### WHAT TO WORK ON
Starting with the line that has "Would you be able to mark the green foliage" in it, repeat every line through the last one, word for word, and give nothing more.

### WORKING DATA
.....
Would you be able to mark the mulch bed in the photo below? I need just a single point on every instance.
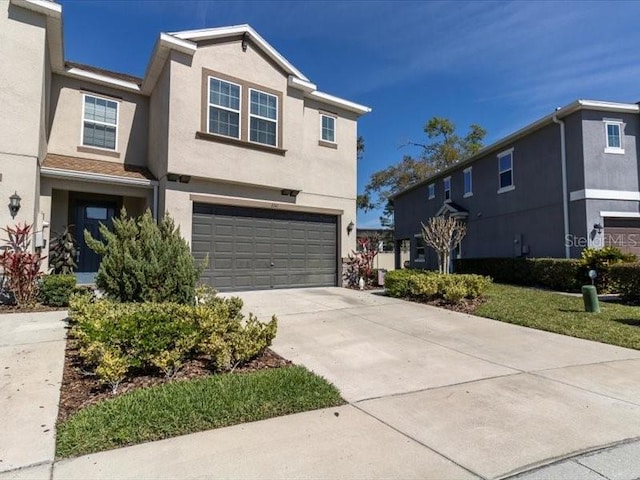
(4, 308)
(81, 389)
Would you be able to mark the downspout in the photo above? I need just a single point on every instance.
(565, 195)
(155, 201)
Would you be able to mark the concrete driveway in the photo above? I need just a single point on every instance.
(432, 394)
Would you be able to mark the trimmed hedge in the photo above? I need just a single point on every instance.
(428, 285)
(55, 290)
(625, 278)
(553, 273)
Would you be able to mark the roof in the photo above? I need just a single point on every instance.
(65, 163)
(528, 129)
(185, 42)
(101, 71)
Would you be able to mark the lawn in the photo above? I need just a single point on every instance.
(616, 324)
(183, 407)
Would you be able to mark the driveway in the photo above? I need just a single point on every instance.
(432, 394)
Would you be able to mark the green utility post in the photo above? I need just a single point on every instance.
(590, 294)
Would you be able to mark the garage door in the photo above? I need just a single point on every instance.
(253, 248)
(623, 233)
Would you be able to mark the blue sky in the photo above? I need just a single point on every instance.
(499, 64)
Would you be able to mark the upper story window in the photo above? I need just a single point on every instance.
(468, 182)
(431, 191)
(328, 128)
(224, 108)
(505, 171)
(613, 133)
(100, 122)
(263, 117)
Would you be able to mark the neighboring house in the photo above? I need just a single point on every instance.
(565, 182)
(254, 163)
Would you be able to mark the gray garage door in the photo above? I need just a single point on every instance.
(253, 248)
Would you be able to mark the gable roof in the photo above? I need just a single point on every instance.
(532, 127)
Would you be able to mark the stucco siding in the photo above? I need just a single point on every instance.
(68, 109)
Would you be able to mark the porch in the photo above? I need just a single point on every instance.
(82, 194)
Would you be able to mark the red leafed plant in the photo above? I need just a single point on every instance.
(20, 266)
(360, 263)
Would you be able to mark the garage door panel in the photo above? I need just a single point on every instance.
(258, 248)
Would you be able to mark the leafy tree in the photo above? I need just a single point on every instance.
(145, 262)
(445, 149)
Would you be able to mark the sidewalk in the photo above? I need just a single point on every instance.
(31, 362)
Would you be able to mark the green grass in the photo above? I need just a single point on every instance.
(190, 406)
(554, 312)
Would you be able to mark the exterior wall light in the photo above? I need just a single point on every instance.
(14, 204)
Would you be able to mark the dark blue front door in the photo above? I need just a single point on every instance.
(89, 216)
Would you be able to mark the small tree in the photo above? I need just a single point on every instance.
(443, 234)
(20, 266)
(145, 262)
(62, 253)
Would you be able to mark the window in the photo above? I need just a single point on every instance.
(224, 108)
(431, 191)
(613, 132)
(263, 123)
(100, 122)
(505, 171)
(328, 128)
(468, 182)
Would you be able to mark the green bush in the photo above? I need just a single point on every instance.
(116, 338)
(553, 273)
(601, 260)
(625, 279)
(145, 262)
(55, 290)
(427, 285)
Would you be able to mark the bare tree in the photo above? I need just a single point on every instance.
(443, 234)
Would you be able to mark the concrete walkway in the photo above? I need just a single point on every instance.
(31, 360)
(432, 394)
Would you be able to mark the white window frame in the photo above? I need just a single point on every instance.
(431, 191)
(609, 149)
(450, 190)
(335, 129)
(222, 107)
(251, 115)
(465, 172)
(511, 187)
(91, 95)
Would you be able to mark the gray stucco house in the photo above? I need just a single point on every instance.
(565, 182)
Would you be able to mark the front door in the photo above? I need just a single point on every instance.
(89, 216)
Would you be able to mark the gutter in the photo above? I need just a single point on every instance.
(565, 195)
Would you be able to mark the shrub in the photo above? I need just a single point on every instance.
(116, 338)
(145, 262)
(62, 253)
(55, 290)
(426, 285)
(600, 260)
(20, 266)
(625, 279)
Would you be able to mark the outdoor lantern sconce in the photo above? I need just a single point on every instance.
(14, 204)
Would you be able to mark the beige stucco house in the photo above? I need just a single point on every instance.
(254, 163)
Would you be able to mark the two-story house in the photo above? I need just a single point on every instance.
(254, 163)
(565, 182)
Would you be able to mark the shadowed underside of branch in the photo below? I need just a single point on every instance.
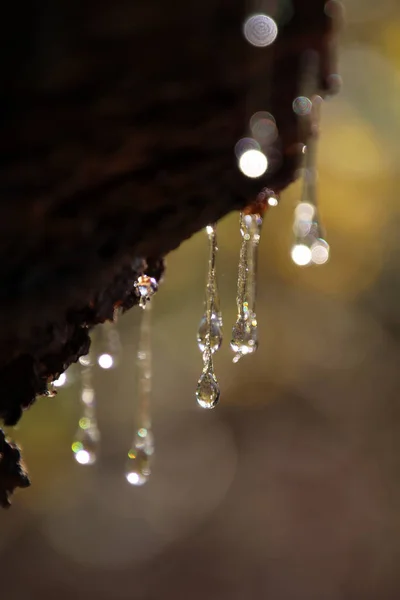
(118, 126)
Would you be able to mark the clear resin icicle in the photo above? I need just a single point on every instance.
(310, 246)
(212, 294)
(138, 467)
(209, 336)
(244, 333)
(146, 287)
(87, 438)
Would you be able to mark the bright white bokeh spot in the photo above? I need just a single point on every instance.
(253, 163)
(320, 252)
(305, 211)
(60, 381)
(82, 457)
(260, 30)
(273, 201)
(84, 360)
(134, 479)
(301, 255)
(105, 361)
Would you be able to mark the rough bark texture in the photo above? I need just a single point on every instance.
(118, 126)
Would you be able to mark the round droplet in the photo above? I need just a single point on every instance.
(85, 445)
(320, 252)
(146, 287)
(207, 391)
(215, 333)
(260, 30)
(244, 337)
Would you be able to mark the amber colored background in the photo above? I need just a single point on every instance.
(291, 488)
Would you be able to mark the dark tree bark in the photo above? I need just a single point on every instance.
(118, 126)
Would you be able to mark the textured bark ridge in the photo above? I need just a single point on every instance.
(118, 126)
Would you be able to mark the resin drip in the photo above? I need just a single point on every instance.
(209, 337)
(138, 468)
(87, 438)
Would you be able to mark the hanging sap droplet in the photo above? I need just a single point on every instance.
(138, 468)
(244, 336)
(320, 252)
(86, 442)
(207, 391)
(215, 333)
(146, 287)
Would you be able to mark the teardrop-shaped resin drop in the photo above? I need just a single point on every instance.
(86, 442)
(215, 333)
(207, 391)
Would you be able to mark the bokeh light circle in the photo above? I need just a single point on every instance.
(260, 30)
(253, 163)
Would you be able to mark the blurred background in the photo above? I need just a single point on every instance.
(290, 488)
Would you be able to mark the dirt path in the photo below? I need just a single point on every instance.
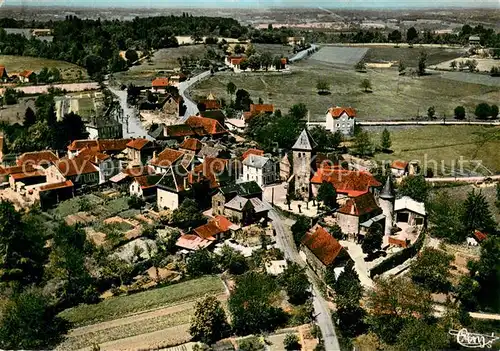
(155, 340)
(144, 315)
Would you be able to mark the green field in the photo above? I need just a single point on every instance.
(21, 63)
(121, 306)
(393, 96)
(410, 56)
(445, 145)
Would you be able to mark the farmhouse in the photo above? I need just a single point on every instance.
(341, 119)
(319, 249)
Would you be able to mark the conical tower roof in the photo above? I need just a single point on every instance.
(387, 192)
(305, 142)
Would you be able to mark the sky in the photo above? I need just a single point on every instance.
(382, 4)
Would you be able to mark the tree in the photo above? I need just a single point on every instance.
(131, 56)
(445, 215)
(327, 194)
(360, 66)
(243, 100)
(10, 96)
(188, 215)
(373, 239)
(117, 64)
(422, 335)
(476, 214)
(411, 35)
(201, 262)
(363, 144)
(291, 342)
(67, 266)
(232, 260)
(323, 87)
(459, 112)
(29, 322)
(494, 111)
(21, 247)
(366, 85)
(432, 270)
(55, 75)
(481, 288)
(29, 117)
(415, 187)
(422, 62)
(298, 111)
(393, 303)
(300, 228)
(385, 141)
(431, 112)
(209, 322)
(231, 89)
(483, 111)
(250, 304)
(294, 280)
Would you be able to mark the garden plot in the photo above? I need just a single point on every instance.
(340, 55)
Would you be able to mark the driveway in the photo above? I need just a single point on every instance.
(284, 239)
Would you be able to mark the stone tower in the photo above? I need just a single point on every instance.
(386, 203)
(303, 152)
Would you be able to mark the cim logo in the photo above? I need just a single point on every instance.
(474, 340)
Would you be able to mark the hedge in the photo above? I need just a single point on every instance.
(399, 257)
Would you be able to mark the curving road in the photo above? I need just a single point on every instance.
(284, 239)
(191, 107)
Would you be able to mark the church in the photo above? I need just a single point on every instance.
(363, 201)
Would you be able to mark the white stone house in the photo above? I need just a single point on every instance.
(260, 169)
(341, 119)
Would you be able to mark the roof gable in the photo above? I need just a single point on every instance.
(304, 142)
(324, 246)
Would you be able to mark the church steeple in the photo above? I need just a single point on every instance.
(387, 192)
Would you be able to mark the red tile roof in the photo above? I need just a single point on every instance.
(261, 108)
(138, 144)
(54, 186)
(37, 158)
(252, 152)
(75, 166)
(215, 226)
(148, 181)
(211, 104)
(160, 82)
(336, 112)
(24, 175)
(399, 164)
(360, 205)
(167, 157)
(479, 236)
(322, 244)
(191, 144)
(208, 125)
(26, 74)
(80, 144)
(351, 183)
(211, 168)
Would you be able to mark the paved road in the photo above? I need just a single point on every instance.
(132, 125)
(301, 54)
(191, 108)
(284, 239)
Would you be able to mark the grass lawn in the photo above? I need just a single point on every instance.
(410, 56)
(122, 306)
(393, 96)
(445, 145)
(21, 63)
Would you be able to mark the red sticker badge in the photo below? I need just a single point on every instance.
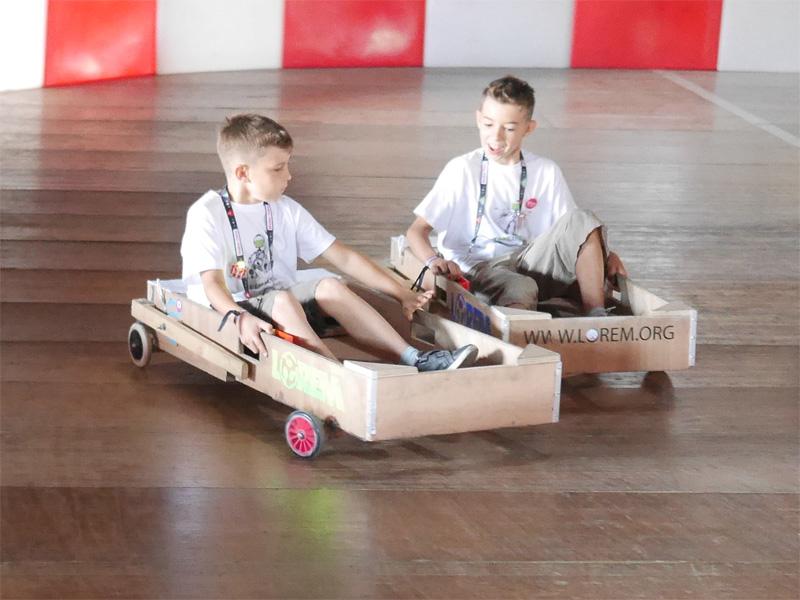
(239, 270)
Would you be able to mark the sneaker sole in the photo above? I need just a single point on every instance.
(465, 359)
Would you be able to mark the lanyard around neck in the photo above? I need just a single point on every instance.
(237, 238)
(517, 206)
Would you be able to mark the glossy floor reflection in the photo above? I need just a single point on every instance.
(167, 483)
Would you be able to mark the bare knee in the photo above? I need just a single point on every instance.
(331, 288)
(592, 239)
(285, 306)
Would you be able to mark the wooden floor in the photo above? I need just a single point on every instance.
(166, 483)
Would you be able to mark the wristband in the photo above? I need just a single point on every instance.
(433, 258)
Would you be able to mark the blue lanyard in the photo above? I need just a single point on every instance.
(237, 238)
(517, 206)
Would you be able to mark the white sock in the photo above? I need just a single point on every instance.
(409, 356)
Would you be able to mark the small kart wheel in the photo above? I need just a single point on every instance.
(304, 434)
(140, 344)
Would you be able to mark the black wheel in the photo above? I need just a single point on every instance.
(140, 344)
(305, 434)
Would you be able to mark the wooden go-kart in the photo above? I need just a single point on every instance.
(508, 386)
(642, 333)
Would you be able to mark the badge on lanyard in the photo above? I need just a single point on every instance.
(239, 270)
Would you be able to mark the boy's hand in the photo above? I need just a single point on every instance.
(448, 268)
(413, 301)
(250, 328)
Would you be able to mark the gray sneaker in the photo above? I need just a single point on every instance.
(447, 360)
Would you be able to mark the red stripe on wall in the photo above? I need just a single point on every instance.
(89, 40)
(646, 34)
(353, 33)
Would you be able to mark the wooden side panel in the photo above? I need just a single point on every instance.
(180, 334)
(655, 343)
(307, 381)
(472, 399)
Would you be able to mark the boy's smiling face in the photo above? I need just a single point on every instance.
(502, 128)
(266, 177)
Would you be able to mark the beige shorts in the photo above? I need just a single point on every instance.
(305, 293)
(543, 270)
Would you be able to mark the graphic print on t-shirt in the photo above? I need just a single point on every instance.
(259, 272)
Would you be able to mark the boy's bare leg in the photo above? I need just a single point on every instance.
(357, 317)
(590, 272)
(288, 315)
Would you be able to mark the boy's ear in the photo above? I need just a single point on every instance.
(241, 172)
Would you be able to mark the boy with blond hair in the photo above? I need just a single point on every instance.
(506, 220)
(240, 251)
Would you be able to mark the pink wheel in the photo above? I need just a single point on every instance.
(304, 434)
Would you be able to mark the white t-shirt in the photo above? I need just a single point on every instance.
(208, 244)
(452, 205)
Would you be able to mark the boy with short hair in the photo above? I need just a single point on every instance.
(240, 250)
(506, 220)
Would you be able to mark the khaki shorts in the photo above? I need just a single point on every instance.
(304, 292)
(543, 270)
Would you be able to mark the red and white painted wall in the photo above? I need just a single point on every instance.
(59, 42)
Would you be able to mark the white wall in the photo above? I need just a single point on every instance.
(760, 35)
(22, 44)
(498, 33)
(219, 35)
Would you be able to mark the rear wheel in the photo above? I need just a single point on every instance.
(304, 434)
(140, 344)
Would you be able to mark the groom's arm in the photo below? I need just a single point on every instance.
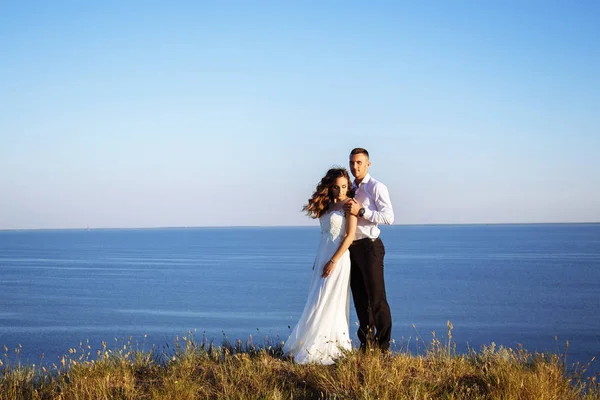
(384, 213)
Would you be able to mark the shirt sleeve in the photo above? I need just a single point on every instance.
(384, 214)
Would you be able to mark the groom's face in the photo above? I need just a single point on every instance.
(359, 165)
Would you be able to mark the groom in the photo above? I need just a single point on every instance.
(372, 205)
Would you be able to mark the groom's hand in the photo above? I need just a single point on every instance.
(328, 269)
(352, 207)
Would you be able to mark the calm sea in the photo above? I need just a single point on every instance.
(534, 285)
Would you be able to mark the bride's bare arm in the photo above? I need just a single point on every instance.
(351, 221)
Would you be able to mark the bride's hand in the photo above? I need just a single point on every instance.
(328, 269)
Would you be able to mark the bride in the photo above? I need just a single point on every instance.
(322, 333)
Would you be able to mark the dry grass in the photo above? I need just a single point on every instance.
(199, 370)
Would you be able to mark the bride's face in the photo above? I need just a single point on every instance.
(339, 189)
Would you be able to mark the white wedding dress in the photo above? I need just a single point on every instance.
(322, 333)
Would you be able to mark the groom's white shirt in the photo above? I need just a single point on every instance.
(375, 198)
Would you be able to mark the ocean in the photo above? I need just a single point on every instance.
(531, 285)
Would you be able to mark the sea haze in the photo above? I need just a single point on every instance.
(534, 285)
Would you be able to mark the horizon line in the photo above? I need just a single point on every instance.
(87, 228)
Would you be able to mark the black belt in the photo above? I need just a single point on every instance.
(363, 240)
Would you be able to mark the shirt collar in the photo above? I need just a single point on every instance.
(365, 180)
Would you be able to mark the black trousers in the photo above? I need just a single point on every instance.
(368, 291)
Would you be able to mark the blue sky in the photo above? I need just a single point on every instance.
(148, 114)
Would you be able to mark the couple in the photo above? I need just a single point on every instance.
(350, 255)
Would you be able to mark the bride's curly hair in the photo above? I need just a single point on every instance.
(319, 202)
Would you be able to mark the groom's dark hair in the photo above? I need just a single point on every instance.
(360, 150)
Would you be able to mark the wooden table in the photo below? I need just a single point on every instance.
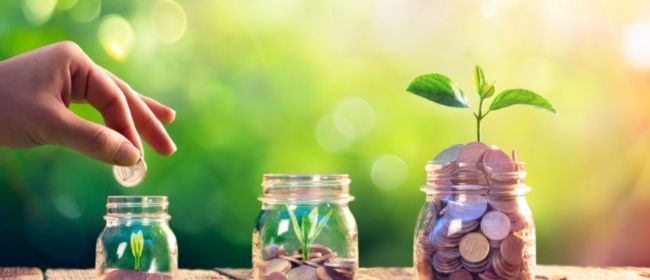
(545, 272)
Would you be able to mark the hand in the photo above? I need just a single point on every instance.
(37, 87)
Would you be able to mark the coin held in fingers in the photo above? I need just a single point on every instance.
(130, 176)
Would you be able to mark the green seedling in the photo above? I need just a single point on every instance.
(440, 89)
(137, 245)
(308, 229)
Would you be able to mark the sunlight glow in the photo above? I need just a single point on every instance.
(116, 36)
(636, 44)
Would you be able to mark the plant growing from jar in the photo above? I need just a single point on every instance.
(308, 229)
(137, 246)
(476, 223)
(310, 260)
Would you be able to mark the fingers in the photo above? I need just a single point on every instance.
(123, 109)
(94, 140)
(103, 94)
(147, 121)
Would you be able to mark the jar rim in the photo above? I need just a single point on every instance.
(305, 188)
(514, 189)
(137, 207)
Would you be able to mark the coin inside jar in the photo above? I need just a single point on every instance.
(495, 225)
(130, 176)
(474, 247)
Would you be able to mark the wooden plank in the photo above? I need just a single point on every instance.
(89, 274)
(544, 272)
(21, 273)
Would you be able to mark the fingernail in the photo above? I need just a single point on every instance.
(174, 148)
(127, 154)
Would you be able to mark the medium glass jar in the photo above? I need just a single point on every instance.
(305, 229)
(476, 223)
(137, 242)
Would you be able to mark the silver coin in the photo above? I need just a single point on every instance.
(449, 154)
(495, 225)
(130, 176)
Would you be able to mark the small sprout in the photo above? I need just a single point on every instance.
(137, 245)
(308, 229)
(440, 89)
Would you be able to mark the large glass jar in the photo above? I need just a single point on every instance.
(137, 242)
(305, 229)
(476, 223)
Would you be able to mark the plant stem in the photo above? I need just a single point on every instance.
(137, 264)
(479, 117)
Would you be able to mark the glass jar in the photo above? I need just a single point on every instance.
(305, 229)
(137, 242)
(475, 223)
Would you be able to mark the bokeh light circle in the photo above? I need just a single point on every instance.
(329, 137)
(636, 44)
(169, 20)
(38, 12)
(389, 172)
(354, 117)
(116, 36)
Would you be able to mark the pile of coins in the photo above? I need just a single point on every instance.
(130, 176)
(478, 226)
(321, 265)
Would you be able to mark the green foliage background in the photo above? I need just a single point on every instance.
(252, 80)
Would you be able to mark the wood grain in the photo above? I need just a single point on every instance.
(544, 272)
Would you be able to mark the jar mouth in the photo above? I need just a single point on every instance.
(502, 177)
(305, 188)
(137, 207)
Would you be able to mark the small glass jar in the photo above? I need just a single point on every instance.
(305, 229)
(137, 242)
(475, 224)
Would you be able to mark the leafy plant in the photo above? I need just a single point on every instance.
(137, 245)
(308, 229)
(440, 89)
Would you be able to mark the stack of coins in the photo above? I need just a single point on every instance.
(130, 176)
(323, 264)
(478, 226)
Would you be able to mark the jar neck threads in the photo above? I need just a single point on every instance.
(305, 188)
(137, 207)
(476, 178)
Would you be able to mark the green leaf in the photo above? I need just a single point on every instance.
.....
### FULL RESPONSE
Would you be able to mark the green foliage background in the photo above? I need just a single point on every instance.
(252, 80)
Would you be able to mark the wood grain in the photo above? I need just a single point on every instance.
(544, 272)
Would you be able to mark the jar mouth in the photo above? I need just a single point on every instance.
(502, 177)
(305, 188)
(137, 207)
Would you be able to mark the small glass jar in the photo above? I need just a single point on every instance.
(305, 229)
(137, 242)
(475, 224)
Would you be able to mark the leafy plant in the photo above? I need just a single point on every instance.
(137, 245)
(308, 229)
(440, 89)
Would you be able to mark the stack of coins in the photo above? I need just a single point on every instance.
(130, 176)
(323, 264)
(478, 226)
Would you be able to mark the jar neck threads in the photo above? I need just a single point on every instance.
(305, 188)
(137, 207)
(476, 178)
Would you be able to mark the green leaf in the photo above? I need just a single point on every instance.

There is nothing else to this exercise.